Records for this task:

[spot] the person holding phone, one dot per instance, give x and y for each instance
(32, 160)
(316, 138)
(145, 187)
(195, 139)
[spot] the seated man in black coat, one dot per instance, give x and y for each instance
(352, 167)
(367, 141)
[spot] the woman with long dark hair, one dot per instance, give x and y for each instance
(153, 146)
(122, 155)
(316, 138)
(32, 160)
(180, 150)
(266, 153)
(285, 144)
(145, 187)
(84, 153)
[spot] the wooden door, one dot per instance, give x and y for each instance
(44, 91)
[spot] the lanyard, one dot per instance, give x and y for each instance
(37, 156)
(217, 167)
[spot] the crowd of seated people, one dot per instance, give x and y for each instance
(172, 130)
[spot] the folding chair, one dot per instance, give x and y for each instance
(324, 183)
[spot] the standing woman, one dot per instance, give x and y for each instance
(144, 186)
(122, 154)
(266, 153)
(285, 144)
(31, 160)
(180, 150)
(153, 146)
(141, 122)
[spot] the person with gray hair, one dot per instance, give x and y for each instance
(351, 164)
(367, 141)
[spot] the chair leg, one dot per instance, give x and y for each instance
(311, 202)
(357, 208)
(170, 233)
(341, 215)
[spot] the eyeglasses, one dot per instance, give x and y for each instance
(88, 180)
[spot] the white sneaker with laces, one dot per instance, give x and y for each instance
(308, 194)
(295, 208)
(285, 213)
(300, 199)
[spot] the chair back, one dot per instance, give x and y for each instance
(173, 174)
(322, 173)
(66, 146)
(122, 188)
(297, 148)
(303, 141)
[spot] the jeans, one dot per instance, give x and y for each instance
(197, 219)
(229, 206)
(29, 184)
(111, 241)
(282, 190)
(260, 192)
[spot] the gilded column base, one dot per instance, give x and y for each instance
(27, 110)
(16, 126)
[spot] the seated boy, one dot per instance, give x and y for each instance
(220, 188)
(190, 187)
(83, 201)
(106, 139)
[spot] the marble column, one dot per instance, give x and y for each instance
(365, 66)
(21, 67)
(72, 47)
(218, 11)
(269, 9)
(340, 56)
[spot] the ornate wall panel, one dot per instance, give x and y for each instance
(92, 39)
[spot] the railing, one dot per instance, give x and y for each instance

Problem to solve: The records above are to be written out again word for word.

Output:
[spot] the person holding phone, one dot per instance, give x and y for each instance
(32, 160)
(316, 138)
(145, 187)
(195, 139)
[spot] the seated man in black coat, one dot per instance, give x and y for each instance
(352, 167)
(367, 141)
[spot] the woman with long dark hair, one dot per instance, give x and y for each instance
(153, 146)
(122, 155)
(316, 138)
(32, 160)
(180, 150)
(266, 153)
(285, 144)
(145, 187)
(84, 153)
[spot] the wooden door, one dot per instance, give x and y for each instance
(44, 91)
[spot] the lanyard, one dot per instance, give x and y for each instance
(37, 156)
(217, 167)
[spot] the crowd of seated people, one dot per instance, give x and y for each instance
(172, 130)
[spot] the folding chair, one dot per instance, give x and y for each instance
(324, 183)
[spot] the standing woman, one dot per instance, give x and y for each instance
(144, 186)
(122, 154)
(266, 153)
(285, 144)
(31, 160)
(180, 150)
(153, 146)
(141, 122)
[spot] the person with gray hair, one dot per instance, give x and y for each instance
(351, 164)
(367, 141)
[spot] the chair leg, one dot per instance, give x and y for each instance
(311, 202)
(357, 208)
(170, 233)
(341, 215)
[spot] the eyeglasses, one dot per instance, give x and y for each instance
(88, 180)
[spot] the white sneaker with laces, one dot per instance, give x and y for each instance
(308, 194)
(295, 208)
(285, 213)
(300, 199)
[spot] the chair back, one dot per instance, give x and y for each instance
(173, 174)
(322, 173)
(66, 146)
(122, 188)
(297, 148)
(303, 141)
[spot] the jeans, one dot per instance, give x and y for each instance
(197, 219)
(229, 206)
(29, 184)
(111, 241)
(282, 190)
(260, 192)
[spot] the gilded column base, one dot per instance, give x and y for each instance
(27, 110)
(16, 126)
[spot] the seated boy, one dot per instance, give x and y for each instance
(220, 188)
(190, 187)
(83, 201)
(106, 139)
[spot] the marble column, one dot per instance, give x and y for each instance
(365, 66)
(21, 67)
(72, 47)
(218, 11)
(269, 9)
(340, 56)
[spot] the ornate wall panel, one dot per instance, give x and y for each instance
(92, 39)
[spot] the railing, one dot per instance, give x and y for each instance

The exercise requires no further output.